Document segment:
One of the most commonly treated symptoms I see as a therapist is Sciatica or Piriformis syndrome. I thought it only fitting to include information on this as I have so many calls for help from all walks of life experiencing the discomfort and pain of it.
Sciatica occurs when one of the spinal nerve roots of the sciatic nerve is compressed, resulting in lower back pain, gluteal pain (buttock), and leg/foot pain. The sciatic nerve is the largest in the body, extending from the lumbar spine to the soles of your feet and is approximately the same width as your thumb.
Usually, only one side of the body is affected by this condition, caused by irritation or compression of a nerve that sends pain signals throughout this region. Through conservative treatment methods and careful manipulation of the muscles and joints, the pain can become manageable, minimal, and, in most cases, disappear; however, the pain can persist for several months despite careful treatment.
Most people characterise sciatic pain as a large, shooting pain in the lower back, buttock, or leg. Sensations of numbness, burning, or tingling are also used to characterise the issue. Long periods of sitting, movement, sneezing, or coughing can aggravate the discomfort.

Task instructions:
1/ Repeat part of the sciatica passage word for word, beginning at "Most people characterise" and stopping after "aggravate the discomfort.".
2/ According to the sciatica passage, about how wide is the sciatic nerve?
3/ Decide whether each statement agrees with the sciatica passage, and support each yes or no with the deciding words quoted from it.
(a) The sciatic nerve extends from the lumbar spine to the soles of the feet.
(b) The condition usually affects both sides of the body.
(c) Sneezing can make the discomfort worse.

Information shown:

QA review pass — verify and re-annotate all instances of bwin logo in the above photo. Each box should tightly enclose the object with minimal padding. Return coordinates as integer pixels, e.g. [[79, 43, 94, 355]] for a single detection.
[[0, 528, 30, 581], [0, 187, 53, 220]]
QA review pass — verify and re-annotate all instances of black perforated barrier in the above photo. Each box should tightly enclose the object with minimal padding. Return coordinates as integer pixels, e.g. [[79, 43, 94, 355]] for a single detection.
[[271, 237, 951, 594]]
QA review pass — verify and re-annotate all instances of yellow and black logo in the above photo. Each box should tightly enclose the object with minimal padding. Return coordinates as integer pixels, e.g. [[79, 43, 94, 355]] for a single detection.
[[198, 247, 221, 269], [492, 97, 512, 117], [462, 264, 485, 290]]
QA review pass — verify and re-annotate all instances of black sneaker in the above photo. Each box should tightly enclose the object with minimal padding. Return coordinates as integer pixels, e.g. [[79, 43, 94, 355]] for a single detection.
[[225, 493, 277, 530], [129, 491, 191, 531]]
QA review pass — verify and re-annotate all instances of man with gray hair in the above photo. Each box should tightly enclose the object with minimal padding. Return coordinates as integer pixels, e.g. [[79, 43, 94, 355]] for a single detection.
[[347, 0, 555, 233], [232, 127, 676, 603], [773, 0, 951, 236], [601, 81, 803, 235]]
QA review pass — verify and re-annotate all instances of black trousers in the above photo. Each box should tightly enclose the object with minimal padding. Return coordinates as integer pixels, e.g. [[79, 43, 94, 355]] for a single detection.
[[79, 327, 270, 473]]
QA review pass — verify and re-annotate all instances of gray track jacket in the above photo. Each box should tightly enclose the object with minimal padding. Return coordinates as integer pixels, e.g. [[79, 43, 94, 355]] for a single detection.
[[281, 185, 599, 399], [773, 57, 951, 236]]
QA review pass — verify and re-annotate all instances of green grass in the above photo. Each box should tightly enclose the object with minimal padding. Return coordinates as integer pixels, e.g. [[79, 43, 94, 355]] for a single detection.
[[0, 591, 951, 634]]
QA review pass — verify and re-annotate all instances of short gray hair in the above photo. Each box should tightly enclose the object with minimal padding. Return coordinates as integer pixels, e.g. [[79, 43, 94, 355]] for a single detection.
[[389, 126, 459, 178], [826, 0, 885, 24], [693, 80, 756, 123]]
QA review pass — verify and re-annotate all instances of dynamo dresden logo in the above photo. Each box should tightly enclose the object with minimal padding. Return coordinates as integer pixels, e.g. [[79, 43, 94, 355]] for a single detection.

Results for the exercise:
1/
Most people characterise sciatic pain as a large, shooting pain in the lower back, buttock, or leg. Sensations of numbness, burning, or tingling are also used to characterise the issue. Long periods of sitting, movement, sneezing, or coughing can aggravate the discomfort.

2/ It is approximately the same width as your thumb.

3/
(a) Yes: "extending from the lumbar spine to the soles of your feet"
(b) No: "Usually, only one side of the body is affected by this condition"
(c) Yes: "Long periods of sitting, movement, sneezing, or coughing can aggravate the discomfort."